:: RAW RECORDS
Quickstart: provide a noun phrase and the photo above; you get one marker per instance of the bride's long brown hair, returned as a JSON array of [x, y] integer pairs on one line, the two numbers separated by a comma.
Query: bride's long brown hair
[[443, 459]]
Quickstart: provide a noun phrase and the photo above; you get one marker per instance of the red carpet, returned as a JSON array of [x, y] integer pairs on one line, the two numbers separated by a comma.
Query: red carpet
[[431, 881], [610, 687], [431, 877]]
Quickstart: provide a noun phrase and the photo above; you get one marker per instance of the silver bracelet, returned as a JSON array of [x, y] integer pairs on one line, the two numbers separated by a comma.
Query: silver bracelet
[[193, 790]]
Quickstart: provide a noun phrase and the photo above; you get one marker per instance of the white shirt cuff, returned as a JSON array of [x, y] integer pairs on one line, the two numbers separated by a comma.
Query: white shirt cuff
::::
- WHAT IS EXPECTED -
Extract, verbatim, the lines from the one containing "red carpet, returned" through the last line of the listing above.

- TASK ANSWER -
Quickstart: provide a noun phrase and the photo above; you get one marker per instance of the red carpet, returned as a JSON array of [x, y] integer pairs on one line, the two numbers separated by a comma.
Query: red carpet
[[431, 881], [610, 687], [431, 877]]
Quickstart: provide a noun phrase and the photo above; you get one marker per instance of the silver bracelet, returned as a JSON array of [x, y] integer pairs on one line, the two numbers separated by a comma.
Query: silver bracelet
[[193, 790]]
Quickstart: provide a noun phrase and the photo above; you get one marker per instance of the white shirt cuff, returned as a JSON array of [x, y] integer pairs on one line, the two numbers separated by a comma.
Query: white shirt cuff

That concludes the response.